• **SELECTED EXTRACT**:
Two state prisons, the medium-security Ulster Correctional and the maximum-security Eastern Correctional, are co-located in neighboring Napanoch and employ many Ellenville residents; Eastern, one of New York’s oldest prisons, resembles a castle. 

The Ellenville Scene

In response to COVID-19, Ellenville has been “adorned with gorgeous flowers,” says Amberly Jane Campbell, publisher of the Shawangunk Journal, a weekly newspaper that has taken the place of the 140-year-old Ellenville Journal with solid local reporting and a website, NewsAtomic, that aims to become a one-stop shop for hyperlocal publishing. That’s thanks to “some of the current and former students [who] got together with the school art department and made beautiful murals,” she explains. “And they’re closing the street by Restaurant Row on weekend evenings for outdoor dining. It’s a gloriously peaceful place to be right now.” 

When the pandemic hit, the village had an enormous advantage in place: Ellenville Regional Hospital, nationally recognized for its emergency department and quality of care. “We streamlined the workflow, locked some doors, changed patient rooms to negative airflow so any virus would get blown straight out of the building,” says hospital CEO Steve Kelley. “It worked. No one caught it here. We had 28 COVID patients who came to us from other hospitals after being on ventilators, and they all went home.”

Locals feast—though mostly on takeout these days—at the Publik House, Dominick’s Pizzeria, and Tony and Nick’s Italian Kitchen and enjoy fine Mexican from Gaby’s Cafe, pizza at Arianna’s, and farm-to-table at Aroma Thyme Bistro. Barthel’s Farm Market and Creamery offers fresh produce, baked goods, and ice cream; and Cohen’s Bakery has been been famously making pumpernickel and rye for almost a century. Most years, people flock to Shadowland Stages, a renovated Art Deco gem whose staff is now putting together a lineup of live performances for 2021 while presenting a classic film series online. The Ellenville Library and Museum, repository of local history, began serving patrons curbside this summer.

Outdoor activities are big here, and the Shawangunk Mountains offer several options, from the simple charms of the Rail Trail to rock-climbing adventures for the hardiest. Then there’s personal flight—Ellenville is considered the best hang-gliding spot east of the Mississippi, and the folks at Mountain Wings will teach you how.

• **TASKS**:
[1] Who is the CEO of Ellenville Regional Hospital, according to the Ellenville passage?
[2] Restate word for word everything in the Ellenville passage from "Locals feast—though mostly" down to "curbside this summer.".

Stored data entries
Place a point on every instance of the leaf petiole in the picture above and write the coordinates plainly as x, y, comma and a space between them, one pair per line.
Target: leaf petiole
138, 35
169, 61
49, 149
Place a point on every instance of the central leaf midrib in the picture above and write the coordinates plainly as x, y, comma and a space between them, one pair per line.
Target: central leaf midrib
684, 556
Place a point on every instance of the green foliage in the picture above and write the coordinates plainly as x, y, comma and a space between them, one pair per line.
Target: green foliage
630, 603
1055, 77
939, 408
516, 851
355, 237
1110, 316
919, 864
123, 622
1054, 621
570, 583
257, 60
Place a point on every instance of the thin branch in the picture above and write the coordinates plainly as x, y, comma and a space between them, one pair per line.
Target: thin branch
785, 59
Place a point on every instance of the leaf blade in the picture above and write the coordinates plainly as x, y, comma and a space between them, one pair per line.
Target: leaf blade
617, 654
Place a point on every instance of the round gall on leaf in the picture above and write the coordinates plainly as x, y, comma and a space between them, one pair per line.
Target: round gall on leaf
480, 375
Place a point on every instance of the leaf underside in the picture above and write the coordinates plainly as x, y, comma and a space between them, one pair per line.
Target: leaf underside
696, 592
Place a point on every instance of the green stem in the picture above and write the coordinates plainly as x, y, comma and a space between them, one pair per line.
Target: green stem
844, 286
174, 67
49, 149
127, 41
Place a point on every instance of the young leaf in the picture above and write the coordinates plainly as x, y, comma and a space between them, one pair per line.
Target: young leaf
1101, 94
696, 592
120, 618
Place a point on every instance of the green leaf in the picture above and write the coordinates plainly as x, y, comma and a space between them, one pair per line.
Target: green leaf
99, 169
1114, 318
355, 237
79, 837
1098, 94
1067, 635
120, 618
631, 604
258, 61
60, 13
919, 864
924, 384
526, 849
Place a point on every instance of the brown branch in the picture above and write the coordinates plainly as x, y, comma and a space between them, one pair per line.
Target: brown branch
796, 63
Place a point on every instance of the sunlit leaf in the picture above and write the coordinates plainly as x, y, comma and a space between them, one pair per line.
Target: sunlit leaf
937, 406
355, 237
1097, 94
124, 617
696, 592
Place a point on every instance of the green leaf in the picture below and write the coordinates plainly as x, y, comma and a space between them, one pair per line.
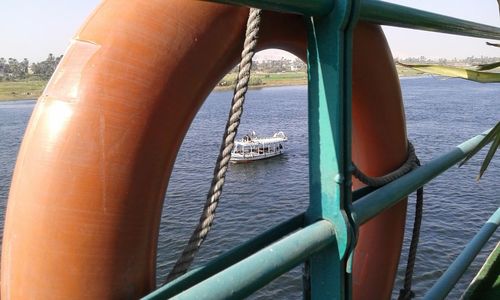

• **ANSWERS BY TASK**:
[1] Steve Kelley

[2]
Locals feast—though mostly on takeout these days—at the Publik House, Dominick’s Pizzeria, and Tony and Nick’s Italian Kitchen and enjoy fine Mexican from Gaby’s Cafe, pizza at Arianna’s, and farm-to-table at Aroma Thyme Bistro. Barthel’s Farm Market and Creamery offers fresh produce, baked goods, and ice cream; and Cohen’s Bakery has been been famously making pumpernickel and rye for almost a century. Most years, people flock to Shadowland Stages, a renovated Art Deco gem whose staff is now putting together a lineup of live performances for 2021 while presenting a classic film series online. The Ellenville Library and Museum, repository of local history, began serving patrons curbside this summer.